**** Data
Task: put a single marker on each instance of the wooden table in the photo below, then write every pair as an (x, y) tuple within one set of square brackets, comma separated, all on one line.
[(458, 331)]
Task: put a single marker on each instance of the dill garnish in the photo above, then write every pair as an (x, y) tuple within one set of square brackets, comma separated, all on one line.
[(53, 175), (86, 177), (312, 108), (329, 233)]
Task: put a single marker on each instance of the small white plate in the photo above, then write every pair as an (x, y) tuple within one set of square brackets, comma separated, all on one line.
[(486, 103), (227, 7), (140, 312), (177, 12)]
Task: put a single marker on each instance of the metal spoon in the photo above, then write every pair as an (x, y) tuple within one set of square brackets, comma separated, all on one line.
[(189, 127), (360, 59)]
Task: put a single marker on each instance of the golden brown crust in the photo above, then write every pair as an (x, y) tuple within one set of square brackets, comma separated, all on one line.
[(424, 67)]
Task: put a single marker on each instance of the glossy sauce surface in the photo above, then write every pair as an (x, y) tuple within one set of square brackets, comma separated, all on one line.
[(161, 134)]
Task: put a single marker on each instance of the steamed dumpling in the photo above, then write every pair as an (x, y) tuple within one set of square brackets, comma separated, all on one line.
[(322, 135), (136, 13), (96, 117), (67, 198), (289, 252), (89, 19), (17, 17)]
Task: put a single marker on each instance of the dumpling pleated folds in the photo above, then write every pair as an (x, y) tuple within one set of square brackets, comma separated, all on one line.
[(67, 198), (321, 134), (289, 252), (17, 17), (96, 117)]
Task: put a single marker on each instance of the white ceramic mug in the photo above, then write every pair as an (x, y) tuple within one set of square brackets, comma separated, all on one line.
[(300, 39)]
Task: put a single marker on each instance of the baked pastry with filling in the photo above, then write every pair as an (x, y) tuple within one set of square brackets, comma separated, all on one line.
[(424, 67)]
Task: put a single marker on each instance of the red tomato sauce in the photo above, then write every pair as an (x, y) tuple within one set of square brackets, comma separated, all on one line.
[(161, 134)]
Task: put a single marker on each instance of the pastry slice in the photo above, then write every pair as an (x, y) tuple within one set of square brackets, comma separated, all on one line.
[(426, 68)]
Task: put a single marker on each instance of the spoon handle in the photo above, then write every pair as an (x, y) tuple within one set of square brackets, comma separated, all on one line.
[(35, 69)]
********
_Exercise_.
Render the lines from the line with "Task: put a single marker on each instance of the dumpling" to the line with "[(67, 198), (321, 134), (289, 252), (17, 17), (96, 117)]" as a two-column CSV with the columns instruction and result. Give one row for each instruction and its answer, with each value in a single quoted field and any line breaks replaced by spaces.

_Response to this task_.
instruction,result
"Task: put a single marker on each instance of the dumpling pleated folds in the photo above, then write every pair as an (x, y) tuple within one set of square brackets, comma separated, all on one line.","[(67, 198), (321, 134), (289, 252), (17, 17), (96, 117)]"